- **WORK TO BE COMPLETED**
In the implementation note on v0.1 tokenizing, what does the reference interpreter do with a line that matches no pattern in the RX table?

- **SUPPLIED TEXT**
Implementers: the tombstone check should be the fastest error your toolchain can produce. The engineering dissertation places it at the lexer, before parsing exists.

Implementation note: how v0.1 tokenizes

The reference interpreter (osmol.py, normative for v0.1 behavior) does not run a general tokenizer. It works line by line: each line is stripped of comments, then matched against a table of regular expressions (the RX table), one pattern per declaration form. A line that matches no pattern is an unrecognized declaration, and that is a hard error. There is no "unknown statement, skipping" in this language.

Two ordering rules in osmol.py are worth carrying into any implementation:

  1. Tombstones are checked before anything else. Every line passes tombstone_check before any declaration pattern is tried, so send dies with O-000 even inside an otherwise unparseable line.
  2. Strings are stripped first. The tombstone check removes double-quoted spans before scanning for tombstone words, because strings are payload: express to raj: "I will reply tomorrow" is legal. The human lane may say anything; only the grammar is forbidden the old verbs.

The line-oriented approach is a documented v0.1 pragma, not the language's final word. The Rust core specifies a handwritten lexer with proper spans (dissertation, Chapter 2). But the two rules above are semantics, not implementation detail: keep them.

- **ENTRIES SUPPLIED**
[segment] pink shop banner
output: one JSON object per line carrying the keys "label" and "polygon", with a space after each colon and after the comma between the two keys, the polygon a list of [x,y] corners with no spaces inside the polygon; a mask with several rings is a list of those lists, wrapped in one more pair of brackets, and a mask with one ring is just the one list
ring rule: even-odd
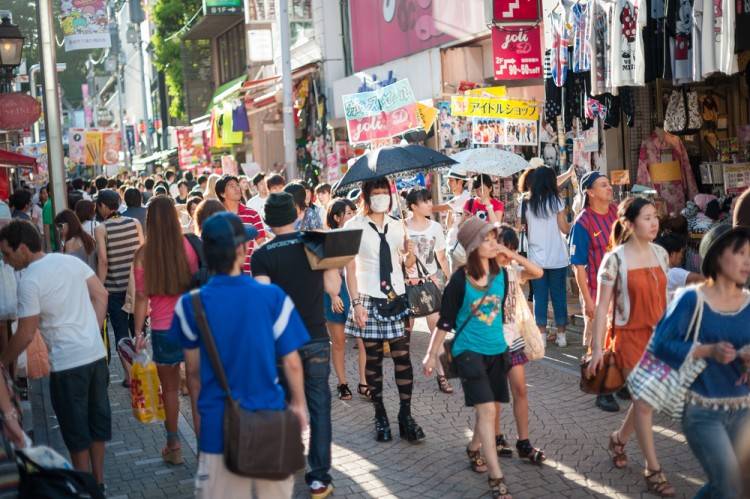
{"label": "pink shop banner", "polygon": [[416,104],[408,104],[392,111],[381,111],[373,116],[346,122],[349,142],[352,144],[365,144],[373,140],[395,137],[419,127]]}
{"label": "pink shop banner", "polygon": [[492,59],[496,80],[541,78],[541,27],[493,28]]}
{"label": "pink shop banner", "polygon": [[349,11],[355,71],[486,29],[483,0],[353,0]]}

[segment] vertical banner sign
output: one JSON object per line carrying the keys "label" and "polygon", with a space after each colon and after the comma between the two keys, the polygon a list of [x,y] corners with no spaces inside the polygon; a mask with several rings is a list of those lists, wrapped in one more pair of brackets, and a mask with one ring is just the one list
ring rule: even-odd
{"label": "vertical banner sign", "polygon": [[367,144],[421,127],[409,80],[342,96],[349,142]]}
{"label": "vertical banner sign", "polygon": [[102,132],[102,164],[116,165],[120,161],[122,135],[119,130]]}
{"label": "vertical banner sign", "polygon": [[542,77],[541,26],[492,28],[492,59],[496,80]]}
{"label": "vertical banner sign", "polygon": [[60,25],[65,51],[109,48],[106,0],[62,0]]}
{"label": "vertical banner sign", "polygon": [[84,132],[83,128],[71,128],[68,130],[68,157],[73,163],[83,163],[86,161]]}
{"label": "vertical banner sign", "polygon": [[538,0],[493,0],[492,19],[496,23],[536,21],[539,19]]}

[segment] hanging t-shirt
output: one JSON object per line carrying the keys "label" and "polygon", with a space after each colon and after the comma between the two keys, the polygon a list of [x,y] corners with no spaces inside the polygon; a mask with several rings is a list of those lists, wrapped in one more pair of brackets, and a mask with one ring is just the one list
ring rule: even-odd
{"label": "hanging t-shirt", "polygon": [[596,0],[591,4],[589,15],[591,48],[591,95],[615,93],[612,87],[612,59],[610,26],[615,10],[614,2]]}
{"label": "hanging t-shirt", "polygon": [[[416,247],[415,253],[417,258],[419,258],[419,261],[427,269],[427,275],[436,274],[438,267],[435,253],[445,251],[443,227],[434,220],[430,220],[430,225],[427,229],[414,230],[407,227],[407,234]],[[416,264],[406,269],[406,273],[407,277],[412,279],[419,277]]]}
{"label": "hanging t-shirt", "polygon": [[616,0],[611,40],[612,84],[638,86],[645,82],[643,33],[646,12],[639,12],[641,0]]}
{"label": "hanging t-shirt", "polygon": [[552,31],[552,50],[550,51],[552,80],[555,85],[562,87],[568,78],[568,47],[570,46],[570,25],[565,4],[561,1],[549,17]]}
{"label": "hanging t-shirt", "polygon": [[694,22],[700,23],[701,76],[736,73],[734,1],[695,0],[695,3]]}
{"label": "hanging t-shirt", "polygon": [[570,8],[570,24],[573,26],[573,72],[582,73],[591,69],[591,12],[593,2],[576,3]]}
{"label": "hanging t-shirt", "polygon": [[[502,201],[498,201],[495,198],[490,198],[490,204],[492,205],[492,211],[505,211],[505,205]],[[487,206],[482,204],[478,198],[471,198],[466,201],[464,205],[464,211],[471,213],[472,215],[479,217],[485,222],[489,222],[489,215],[487,215]]]}
{"label": "hanging t-shirt", "polygon": [[677,0],[675,11],[669,12],[669,21],[672,18],[674,35],[669,39],[672,79],[678,84],[688,83],[693,81],[693,0]]}

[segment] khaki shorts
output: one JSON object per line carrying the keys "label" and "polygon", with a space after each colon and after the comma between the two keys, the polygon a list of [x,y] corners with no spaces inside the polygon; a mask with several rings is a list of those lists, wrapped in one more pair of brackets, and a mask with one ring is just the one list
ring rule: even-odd
{"label": "khaki shorts", "polygon": [[235,475],[224,466],[221,454],[201,452],[195,474],[196,499],[245,499],[292,497],[294,476],[285,480],[259,480]]}

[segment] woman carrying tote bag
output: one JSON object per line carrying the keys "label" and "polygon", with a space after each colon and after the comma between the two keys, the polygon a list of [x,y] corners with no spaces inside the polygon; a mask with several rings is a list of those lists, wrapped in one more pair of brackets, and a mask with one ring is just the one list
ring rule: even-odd
{"label": "woman carrying tote bag", "polygon": [[[651,349],[673,369],[689,358],[706,360],[689,387],[682,416],[685,438],[708,478],[695,497],[746,497],[735,446],[750,425],[750,292],[743,288],[750,277],[750,233],[729,225],[714,227],[703,237],[700,255],[708,280],[678,292],[656,328]],[[703,316],[694,346],[686,333],[699,293]]]}

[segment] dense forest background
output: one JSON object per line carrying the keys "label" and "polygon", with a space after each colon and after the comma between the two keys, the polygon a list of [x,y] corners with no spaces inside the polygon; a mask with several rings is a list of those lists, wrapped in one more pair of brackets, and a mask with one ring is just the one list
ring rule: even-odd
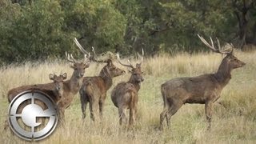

- **ANSWER BELOW**
It treats the line as an unrecognized declaration, which is a hard error.